— BEGIN READING PASSAGE —
The Figure 2.7 shows two faults aliased for a given test vector. The circuit has
four inputs A, B, C and D and four outputs O1, O2, O3 and O4. For the test
vector 1, 1, 1 and 1 at the inputs A, B, C and D respectively both the single stuck
at faults f1 and f2 produce the same output. The two faults make the output O2
toggle from 1 to 0. Thus faults f1 and f2 alias each other.
18
In a TMR system, if two faults in two of the three circuits produce same error
at the respective outputs for a given input, the two faulty circuits will have the
majority vote. The two faults alias each other forming majority vote. The fault
free circuit giving the correct result will be in minority. Thus, aliasing makes the
majority vote decision wrong. This thesis explores the fault aliasing and analyze
the statistics and effect of fault aliasing on fault coverage.
In the lock-step fault tolerance technique, if two of the three circuits have faults
that produce the same output error for a given input, the two faulty circuit together
vote out the other good circuit as a faulty circuit [11]. Fault aliasing makes the
fault free circuit fail and passes the faulty circuits.
— END READING PASSAGE —
REQUIRED TASKS:
**a.** In the fault aliasing passage, which output do faults f1 and f2 cause to toggle from 1 to 0?
**b.** Write out everything in the fault aliasing passage from "In the lock-step" down to "the faulty circuits.".
— BEGIN ENTRIES —
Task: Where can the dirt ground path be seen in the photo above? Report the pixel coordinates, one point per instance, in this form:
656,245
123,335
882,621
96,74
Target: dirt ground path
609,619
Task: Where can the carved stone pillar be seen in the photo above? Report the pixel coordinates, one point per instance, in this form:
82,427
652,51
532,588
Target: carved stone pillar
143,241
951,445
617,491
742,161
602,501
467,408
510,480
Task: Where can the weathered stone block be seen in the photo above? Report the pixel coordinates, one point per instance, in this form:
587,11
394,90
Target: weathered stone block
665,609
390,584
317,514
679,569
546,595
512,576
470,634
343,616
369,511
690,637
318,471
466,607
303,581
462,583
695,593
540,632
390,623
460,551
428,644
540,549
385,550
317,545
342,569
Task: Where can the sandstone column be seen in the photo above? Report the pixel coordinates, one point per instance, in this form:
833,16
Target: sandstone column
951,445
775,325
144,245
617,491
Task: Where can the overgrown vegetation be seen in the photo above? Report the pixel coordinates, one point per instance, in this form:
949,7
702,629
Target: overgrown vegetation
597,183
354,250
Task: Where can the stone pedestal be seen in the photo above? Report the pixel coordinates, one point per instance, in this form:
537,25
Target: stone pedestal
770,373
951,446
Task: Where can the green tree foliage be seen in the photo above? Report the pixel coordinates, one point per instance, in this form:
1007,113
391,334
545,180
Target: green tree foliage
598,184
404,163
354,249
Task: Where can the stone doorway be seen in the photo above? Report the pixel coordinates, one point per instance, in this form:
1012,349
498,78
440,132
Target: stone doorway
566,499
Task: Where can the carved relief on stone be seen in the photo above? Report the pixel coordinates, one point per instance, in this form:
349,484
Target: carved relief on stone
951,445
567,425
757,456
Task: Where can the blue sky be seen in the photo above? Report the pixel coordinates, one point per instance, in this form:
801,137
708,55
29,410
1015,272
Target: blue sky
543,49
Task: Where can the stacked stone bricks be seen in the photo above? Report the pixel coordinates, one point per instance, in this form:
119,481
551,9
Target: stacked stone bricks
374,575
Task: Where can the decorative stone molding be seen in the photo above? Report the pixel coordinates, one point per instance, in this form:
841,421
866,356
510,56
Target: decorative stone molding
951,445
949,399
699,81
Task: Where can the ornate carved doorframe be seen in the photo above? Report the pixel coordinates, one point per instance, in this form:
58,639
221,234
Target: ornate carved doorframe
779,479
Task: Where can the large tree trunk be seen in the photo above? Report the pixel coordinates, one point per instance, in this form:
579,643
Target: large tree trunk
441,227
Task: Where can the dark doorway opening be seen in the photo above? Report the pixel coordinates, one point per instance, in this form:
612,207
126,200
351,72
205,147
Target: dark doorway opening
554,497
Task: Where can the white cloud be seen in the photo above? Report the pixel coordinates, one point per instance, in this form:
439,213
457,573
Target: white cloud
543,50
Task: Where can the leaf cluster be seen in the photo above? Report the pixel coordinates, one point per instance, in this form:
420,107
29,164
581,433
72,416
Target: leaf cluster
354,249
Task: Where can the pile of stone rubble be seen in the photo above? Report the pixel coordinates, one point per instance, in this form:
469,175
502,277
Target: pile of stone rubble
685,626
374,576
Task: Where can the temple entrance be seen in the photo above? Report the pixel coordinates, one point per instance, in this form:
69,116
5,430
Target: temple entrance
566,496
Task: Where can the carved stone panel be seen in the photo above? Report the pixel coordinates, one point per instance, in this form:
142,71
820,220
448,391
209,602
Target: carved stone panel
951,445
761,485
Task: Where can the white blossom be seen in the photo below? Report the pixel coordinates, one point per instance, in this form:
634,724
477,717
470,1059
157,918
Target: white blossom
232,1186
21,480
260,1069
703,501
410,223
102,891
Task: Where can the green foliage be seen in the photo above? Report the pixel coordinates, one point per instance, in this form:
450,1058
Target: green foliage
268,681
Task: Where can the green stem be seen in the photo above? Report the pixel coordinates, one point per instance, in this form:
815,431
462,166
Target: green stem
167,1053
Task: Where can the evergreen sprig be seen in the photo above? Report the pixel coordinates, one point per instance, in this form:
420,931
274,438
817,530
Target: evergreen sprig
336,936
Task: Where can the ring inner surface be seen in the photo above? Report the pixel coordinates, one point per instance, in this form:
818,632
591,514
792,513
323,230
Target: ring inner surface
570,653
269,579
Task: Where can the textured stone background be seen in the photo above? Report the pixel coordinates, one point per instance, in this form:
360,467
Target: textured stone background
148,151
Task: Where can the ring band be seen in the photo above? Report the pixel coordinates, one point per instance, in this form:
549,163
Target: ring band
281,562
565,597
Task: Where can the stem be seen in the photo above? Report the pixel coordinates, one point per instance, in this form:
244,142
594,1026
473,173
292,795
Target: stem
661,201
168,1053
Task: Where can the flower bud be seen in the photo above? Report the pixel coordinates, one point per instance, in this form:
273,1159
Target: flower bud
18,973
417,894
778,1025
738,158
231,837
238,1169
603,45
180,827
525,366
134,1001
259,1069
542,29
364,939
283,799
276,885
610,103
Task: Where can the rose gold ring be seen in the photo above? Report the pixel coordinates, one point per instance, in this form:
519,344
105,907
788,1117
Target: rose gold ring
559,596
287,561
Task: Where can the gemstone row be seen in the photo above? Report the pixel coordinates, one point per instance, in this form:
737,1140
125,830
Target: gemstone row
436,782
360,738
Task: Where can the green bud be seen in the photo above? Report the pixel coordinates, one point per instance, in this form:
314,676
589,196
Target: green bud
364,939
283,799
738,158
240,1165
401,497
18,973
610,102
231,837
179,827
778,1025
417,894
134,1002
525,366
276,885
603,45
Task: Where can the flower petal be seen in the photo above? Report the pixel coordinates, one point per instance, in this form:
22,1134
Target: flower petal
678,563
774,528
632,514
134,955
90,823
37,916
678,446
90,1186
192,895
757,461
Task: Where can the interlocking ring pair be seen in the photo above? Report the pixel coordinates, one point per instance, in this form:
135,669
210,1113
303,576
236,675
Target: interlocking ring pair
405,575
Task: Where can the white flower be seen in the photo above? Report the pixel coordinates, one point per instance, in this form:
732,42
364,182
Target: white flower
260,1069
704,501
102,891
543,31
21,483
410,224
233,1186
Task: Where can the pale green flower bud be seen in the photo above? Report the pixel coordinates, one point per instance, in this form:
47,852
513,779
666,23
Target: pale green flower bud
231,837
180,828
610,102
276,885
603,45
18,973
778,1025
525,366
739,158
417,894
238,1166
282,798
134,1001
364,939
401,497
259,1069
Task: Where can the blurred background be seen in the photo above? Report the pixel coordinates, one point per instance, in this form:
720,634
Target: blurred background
— END ENTRIES —
SOLUTIONS TO THE TASKS:
**a.** Output O2.

**b.**
In the lock-step fault tolerance technique, if two of the three circuits have faults
that produce the same output error for a given input, the two faulty circuit together
vote out the other good circuit as a faulty circuit [11]. Fault aliasing makes the
fault free circuit fail and passes the faulty circuits.